** BEGIN **

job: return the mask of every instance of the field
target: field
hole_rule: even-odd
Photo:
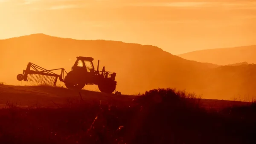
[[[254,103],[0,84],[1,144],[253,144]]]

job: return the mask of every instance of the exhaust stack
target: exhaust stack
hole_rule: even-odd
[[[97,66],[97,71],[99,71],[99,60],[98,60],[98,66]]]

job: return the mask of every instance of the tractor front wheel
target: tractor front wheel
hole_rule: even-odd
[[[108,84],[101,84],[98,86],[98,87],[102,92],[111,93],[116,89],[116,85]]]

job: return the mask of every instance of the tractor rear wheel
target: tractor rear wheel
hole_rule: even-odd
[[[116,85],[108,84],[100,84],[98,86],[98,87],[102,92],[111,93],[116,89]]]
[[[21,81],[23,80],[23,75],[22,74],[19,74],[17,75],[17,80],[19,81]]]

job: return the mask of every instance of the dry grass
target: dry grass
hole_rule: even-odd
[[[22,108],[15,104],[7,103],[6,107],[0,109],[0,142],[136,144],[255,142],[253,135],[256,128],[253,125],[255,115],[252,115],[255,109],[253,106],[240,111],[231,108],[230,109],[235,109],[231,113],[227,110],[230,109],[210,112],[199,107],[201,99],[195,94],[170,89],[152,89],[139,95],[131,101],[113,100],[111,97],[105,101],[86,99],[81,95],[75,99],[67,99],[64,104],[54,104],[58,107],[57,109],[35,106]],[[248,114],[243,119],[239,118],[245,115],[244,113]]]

** END **

** Written problem **
Rewrite every line of the records above as a numbered list, skipping blank lines and leaving out the picture.

** Solution to this problem **
1. job: return the mask of every instance of the field
2. target: field
3. hole_rule: even-odd
4. Photo:
5. [[[254,103],[0,84],[1,144],[253,144]]]
6. job: return the mask of every instance of the exhaust stack
7. target: exhaust stack
8. hole_rule: even-odd
9. [[[97,66],[97,71],[99,71],[99,60],[98,60],[98,66]]]
10. job: return the mask of every instance of the tractor front wheel
11. target: tractor front wheel
12. hole_rule: even-odd
13. [[[108,84],[101,84],[98,86],[98,87],[102,92],[111,93],[116,89],[116,85]]]
14. job: return the mask of every instance of the tractor rear wheel
15. target: tractor rear wheel
16. hole_rule: even-odd
17. [[[116,85],[108,84],[100,84],[98,86],[98,87],[102,92],[111,93],[116,89]]]
18. [[[21,81],[23,80],[23,75],[22,74],[19,74],[17,75],[17,80],[19,81]]]
19. job: return the mask of every instance of the dry grass
20. target: dry grass
21. hole_rule: even-odd
22. [[[22,108],[15,104],[7,103],[6,107],[0,109],[0,142],[136,144],[255,142],[253,135],[256,128],[253,125],[255,115],[252,115],[255,109],[253,106],[240,111],[231,108],[230,109],[235,109],[231,113],[227,110],[230,109],[210,112],[199,107],[201,99],[195,94],[170,89],[152,89],[139,95],[131,101],[113,100],[111,97],[105,101],[86,99],[81,95],[75,99],[67,99],[64,104],[54,104],[58,107],[57,109],[35,106]],[[248,114],[243,119],[239,118],[245,115],[244,113]]]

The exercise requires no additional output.